_Material for this exercise_
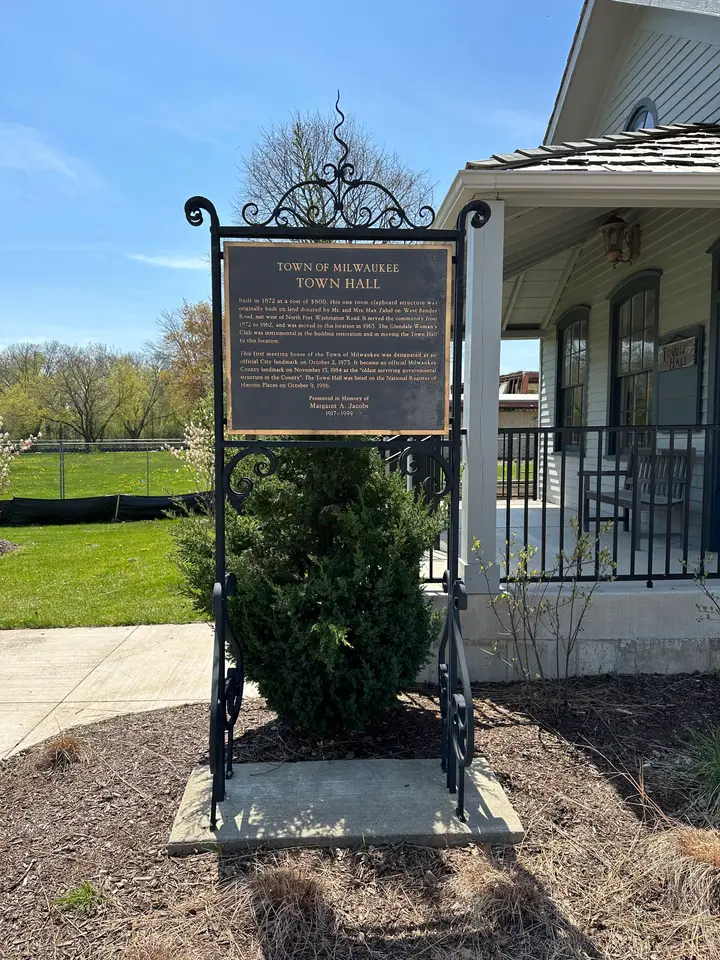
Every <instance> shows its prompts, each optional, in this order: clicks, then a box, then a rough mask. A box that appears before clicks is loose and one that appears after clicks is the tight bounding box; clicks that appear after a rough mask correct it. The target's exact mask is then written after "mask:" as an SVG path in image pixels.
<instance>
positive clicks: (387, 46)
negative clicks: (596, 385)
mask: <svg viewBox="0 0 720 960" xmlns="http://www.w3.org/2000/svg"><path fill="white" fill-rule="evenodd" d="M580 6H581V3H580V0H552V3H550V4H539V3H537V2H536V0H515V2H513V3H505V4H501V3H500V2H491V0H474V2H465V0H462V2H460V0H450V2H445V3H440V2H438V0H434V2H431V0H412V2H410V0H384V2H378V0H365V2H362V3H359V4H348V5H335V6H333V5H327V4H311V5H308V4H300V3H290V2H282V0H277V2H272V0H266V2H264V3H248V2H246V0H234V2H225V0H217V2H215V3H212V4H201V3H199V2H192V3H191V2H185V0H173V2H167V0H143V2H138V0H124V2H123V3H110V2H108V0H64V2H62V3H60V2H57V0H37V2H35V3H28V2H26V0H3V2H2V4H0V54H1V56H0V195H1V196H2V207H3V211H2V216H0V264H1V266H0V278H1V282H2V298H1V300H0V346H1V345H2V344H4V343H10V342H13V341H16V340H44V339H59V340H63V341H67V342H77V343H86V342H88V341H97V340H99V341H103V342H106V343H109V344H111V345H113V346H116V347H118V348H120V349H137V348H140V347H141V346H142V345H143V344H144V343H145V342H146V341H147V340H148V339H150V338H152V337H153V336H154V334H155V321H156V318H157V316H158V315H159V314H160V312H161V311H162V310H164V309H172V308H173V307H176V306H178V305H179V304H180V302H181V301H182V299H183V297H184V298H186V299H188V300H199V299H201V298H206V297H208V296H209V286H210V281H209V268H208V266H207V262H206V261H207V233H206V231H205V230H204V229H193V228H192V227H190V226H189V225H188V224H187V223H186V221H185V219H184V215H183V203H184V202H185V200H186V199H187V197H189V196H191V195H193V194H196V193H200V194H204V195H206V196H208V197H210V198H211V199H212V200H213V202H214V203H215V204H216V206H217V207H218V210H219V212H220V216H221V219H222V220H224V221H225V222H228V221H229V220H230V203H231V200H232V198H233V196H234V194H235V191H236V183H237V166H238V163H239V160H240V158H241V157H242V155H243V154H244V153H245V152H246V151H248V149H249V148H250V146H251V145H252V143H253V141H254V140H255V139H256V138H257V135H258V130H259V128H260V127H261V126H262V125H263V124H267V123H268V122H270V121H273V120H276V121H281V120H283V119H284V118H285V117H286V116H287V114H288V111H289V110H290V109H291V108H293V107H297V108H299V109H305V108H306V107H307V108H315V107H319V108H321V109H326V108H328V109H329V108H330V107H331V106H332V103H333V102H334V98H335V91H336V89H337V88H338V87H339V88H340V90H341V95H342V101H341V102H342V105H343V107H344V108H345V109H346V110H347V111H349V112H352V113H353V114H354V115H355V116H356V118H357V119H358V120H360V121H362V122H363V123H365V125H366V126H367V127H368V129H370V130H371V131H372V132H373V134H374V136H375V139H376V140H377V141H378V142H379V143H383V144H385V145H386V146H387V147H389V148H391V149H394V150H397V151H398V153H399V154H400V155H401V156H402V158H403V159H404V161H405V162H406V163H408V164H409V165H412V166H414V167H417V168H420V169H427V170H428V172H429V173H430V176H431V178H432V180H433V181H434V182H436V183H437V187H436V202H438V203H439V201H440V200H441V199H442V197H443V196H444V194H445V191H446V190H447V187H448V186H449V184H450V182H451V180H452V178H453V176H454V174H455V172H456V171H457V170H458V169H459V168H460V167H462V166H463V165H464V163H465V162H466V161H467V160H469V159H477V158H480V157H484V156H487V155H490V154H491V153H495V152H500V151H507V150H512V149H514V148H516V147H521V146H535V145H537V144H538V143H539V142H540V141H541V139H542V136H543V133H544V129H545V125H546V122H547V118H548V116H549V113H550V110H551V108H552V104H553V100H554V96H555V93H556V90H557V87H558V84H559V82H560V77H561V75H562V70H563V66H564V63H565V58H566V56H567V52H568V49H569V46H570V42H571V39H572V34H573V31H574V28H575V25H576V21H577V17H578V15H579V10H580ZM536 366H537V347H536V345H535V344H534V343H530V342H525V343H513V344H505V345H504V349H503V368H504V369H506V370H507V369H513V368H518V367H525V368H528V367H530V368H533V367H536Z"/></svg>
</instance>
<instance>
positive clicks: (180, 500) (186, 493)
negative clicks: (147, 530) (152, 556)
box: [0, 493, 211, 527]
mask: <svg viewBox="0 0 720 960" xmlns="http://www.w3.org/2000/svg"><path fill="white" fill-rule="evenodd" d="M210 496H211V495H210V494H208V493H184V494H181V495H180V496H177V497H133V496H130V495H128V494H123V493H121V494H117V495H116V496H114V497H77V498H74V499H69V500H39V499H35V498H31V497H13V498H12V500H0V526H6V527H25V526H29V525H31V524H42V525H43V526H45V525H50V524H57V523H109V522H110V521H112V520H121V521H132V520H160V519H162V518H163V517H165V516H166V513H167V511H168V510H173V509H175V510H177V509H178V501H179V502H180V503H181V504H182V507H181V508H180V510H181V511H182V510H183V509H184V510H190V511H197V510H201V509H203V507H204V506H205V504H208V503H209V501H210Z"/></svg>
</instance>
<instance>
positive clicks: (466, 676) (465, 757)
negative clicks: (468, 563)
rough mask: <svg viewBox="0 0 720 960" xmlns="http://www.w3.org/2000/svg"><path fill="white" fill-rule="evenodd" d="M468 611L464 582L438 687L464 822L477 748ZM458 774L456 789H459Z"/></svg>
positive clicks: (451, 613)
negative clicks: (467, 663)
mask: <svg viewBox="0 0 720 960" xmlns="http://www.w3.org/2000/svg"><path fill="white" fill-rule="evenodd" d="M466 608H467V593H466V590H465V584H464V582H463V581H462V580H457V581H456V582H455V584H454V587H453V591H452V597H451V598H450V600H449V603H448V607H447V611H446V614H445V621H444V624H443V632H442V635H441V639H440V649H439V650H438V686H439V688H440V719H441V722H442V742H441V748H440V750H441V752H440V761H441V765H442V769H443V771H445V773H446V774H447V776H448V786H449V787H450V788H451V792H455V789H456V788H457V798H458V801H457V810H456V813H457V816H458V817H459V818H460V819H461V820H464V819H465V771H466V769H467V768H468V767H469V766H470V765H471V763H472V760H473V754H474V749H475V746H474V745H475V715H474V710H473V700H472V688H471V686H470V673H469V671H468V666H467V658H466V656H465V644H464V642H463V636H462V629H461V626H460V613H459V611H460V610H464V609H466ZM453 659H455V662H456V663H457V666H458V669H459V674H460V676H459V679H460V685H461V688H462V692H459V691H457V690H456V689H453V683H452V680H451V677H450V667H449V664H450V662H451V661H452V660H453ZM456 774H457V787H456V782H455V781H456Z"/></svg>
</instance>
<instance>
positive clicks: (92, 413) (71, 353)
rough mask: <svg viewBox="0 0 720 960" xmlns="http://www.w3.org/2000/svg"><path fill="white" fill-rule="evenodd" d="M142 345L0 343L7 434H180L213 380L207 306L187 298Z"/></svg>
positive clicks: (204, 394) (3, 399) (91, 438)
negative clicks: (212, 376) (138, 349)
mask: <svg viewBox="0 0 720 960" xmlns="http://www.w3.org/2000/svg"><path fill="white" fill-rule="evenodd" d="M158 326H159V335H158V337H157V339H156V340H155V341H153V342H152V343H150V344H148V345H147V346H146V347H145V348H144V349H143V350H142V351H138V352H122V351H118V350H114V349H113V348H111V347H108V346H106V345H105V344H102V343H90V344H87V345H85V346H78V345H77V344H65V343H59V342H58V341H56V340H53V341H46V342H45V343H13V344H10V345H9V346H6V347H4V348H2V349H0V418H1V419H2V420H3V421H4V424H5V427H4V429H5V430H6V431H7V432H8V433H9V434H10V436H11V437H24V436H28V435H31V434H33V435H36V434H38V433H42V435H43V439H45V440H47V439H60V438H63V439H66V440H84V441H87V442H90V441H93V440H108V439H115V438H122V439H142V438H146V437H175V436H182V433H183V426H184V424H185V423H186V422H187V421H188V419H190V418H191V417H192V413H193V410H194V409H195V408H196V407H197V405H198V404H199V403H201V402H202V401H203V400H204V398H205V397H206V396H207V395H208V393H209V392H210V390H211V385H212V323H211V310H210V305H209V304H208V303H206V302H204V301H200V302H199V303H194V304H191V303H187V302H184V303H183V304H182V306H181V307H180V308H179V309H177V310H173V311H167V312H165V313H164V314H163V315H162V317H161V318H160V320H159V324H158Z"/></svg>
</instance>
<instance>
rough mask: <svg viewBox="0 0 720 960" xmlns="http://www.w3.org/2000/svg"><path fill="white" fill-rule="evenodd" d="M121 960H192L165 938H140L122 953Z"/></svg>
mask: <svg viewBox="0 0 720 960" xmlns="http://www.w3.org/2000/svg"><path fill="white" fill-rule="evenodd" d="M122 960H194V958H192V957H191V954H189V953H187V952H186V951H185V950H184V949H183V948H182V947H180V948H178V945H177V943H171V942H170V941H169V940H168V939H167V938H160V937H154V936H150V937H147V936H142V937H140V938H138V939H136V940H135V941H134V942H133V943H131V944H130V946H129V947H128V948H127V949H126V950H124V951H123V955H122Z"/></svg>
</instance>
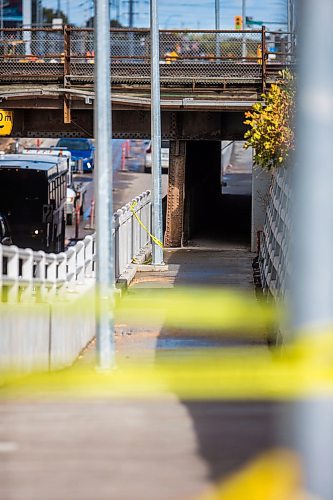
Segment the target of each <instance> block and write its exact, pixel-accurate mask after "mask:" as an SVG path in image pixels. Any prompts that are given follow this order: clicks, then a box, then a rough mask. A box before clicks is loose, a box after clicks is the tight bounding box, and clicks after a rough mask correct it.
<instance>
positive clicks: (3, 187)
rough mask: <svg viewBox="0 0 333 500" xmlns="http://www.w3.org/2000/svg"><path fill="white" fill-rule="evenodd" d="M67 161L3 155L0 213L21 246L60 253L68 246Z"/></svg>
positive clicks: (45, 250) (61, 158)
mask: <svg viewBox="0 0 333 500" xmlns="http://www.w3.org/2000/svg"><path fill="white" fill-rule="evenodd" d="M66 176H67V164H66V160H65V159H63V158H57V157H54V156H47V155H44V156H43V157H41V155H27V154H24V155H22V154H7V155H2V156H0V213H1V214H3V216H4V217H5V218H6V221H7V222H8V225H9V227H10V229H11V239H12V243H13V244H14V245H17V246H18V247H27V248H32V249H33V250H44V251H46V252H61V251H63V250H64V247H65V201H66V191H67V181H66Z"/></svg>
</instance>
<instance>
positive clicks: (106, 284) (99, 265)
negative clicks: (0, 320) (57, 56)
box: [94, 0, 115, 370]
mask: <svg viewBox="0 0 333 500" xmlns="http://www.w3.org/2000/svg"><path fill="white" fill-rule="evenodd" d="M95 54H96V64H95V96H96V99H95V110H94V112H95V115H94V124H95V125H94V127H95V139H96V160H97V161H96V168H95V203H96V248H97V252H96V296H97V318H96V326H97V364H98V367H99V368H100V369H102V370H108V369H110V368H112V367H113V365H114V356H115V347H114V338H113V317H112V311H111V306H112V302H113V287H114V262H113V242H112V223H113V204H112V203H113V200H112V151H111V144H112V141H111V138H112V127H111V71H110V12H109V1H108V0H96V2H95Z"/></svg>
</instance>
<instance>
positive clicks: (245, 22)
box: [242, 0, 247, 58]
mask: <svg viewBox="0 0 333 500" xmlns="http://www.w3.org/2000/svg"><path fill="white" fill-rule="evenodd" d="M242 20H243V23H242V24H243V26H242V28H243V30H246V0H242ZM246 56H247V48H246V35H245V33H243V42H242V57H244V58H245V57H246Z"/></svg>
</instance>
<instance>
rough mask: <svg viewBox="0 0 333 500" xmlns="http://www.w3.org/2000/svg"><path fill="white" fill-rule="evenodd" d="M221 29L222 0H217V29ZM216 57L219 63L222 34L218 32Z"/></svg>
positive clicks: (216, 0)
mask: <svg viewBox="0 0 333 500" xmlns="http://www.w3.org/2000/svg"><path fill="white" fill-rule="evenodd" d="M220 29H221V9H220V0H215V30H216V31H220ZM215 43H216V48H215V53H216V58H217V62H218V63H219V62H220V61H219V57H220V55H221V47H220V36H219V33H216V42H215Z"/></svg>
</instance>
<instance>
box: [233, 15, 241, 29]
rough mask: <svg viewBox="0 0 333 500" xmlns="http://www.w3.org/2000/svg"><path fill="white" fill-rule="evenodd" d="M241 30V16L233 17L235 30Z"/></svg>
mask: <svg viewBox="0 0 333 500" xmlns="http://www.w3.org/2000/svg"><path fill="white" fill-rule="evenodd" d="M242 28H243V18H242V16H235V30H241V29H242Z"/></svg>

_What to do_
Copy out each line of the data above that contains the word "positive". Case counts.

_Answer space_
positive clicks: (387, 46)
positive clicks: (180, 500) (186, 493)
positive clicks: (466, 676) (465, 757)
positive clicks: (451, 613)
positive clicks: (92, 413) (71, 353)
positive clicks: (204, 394) (3, 399) (91, 438)
positive clicks: (3, 187)
positive clicks: (45, 250) (61, 158)
positive clicks: (106, 284) (99, 265)
positive clicks: (245, 22)
positive clicks: (216, 0)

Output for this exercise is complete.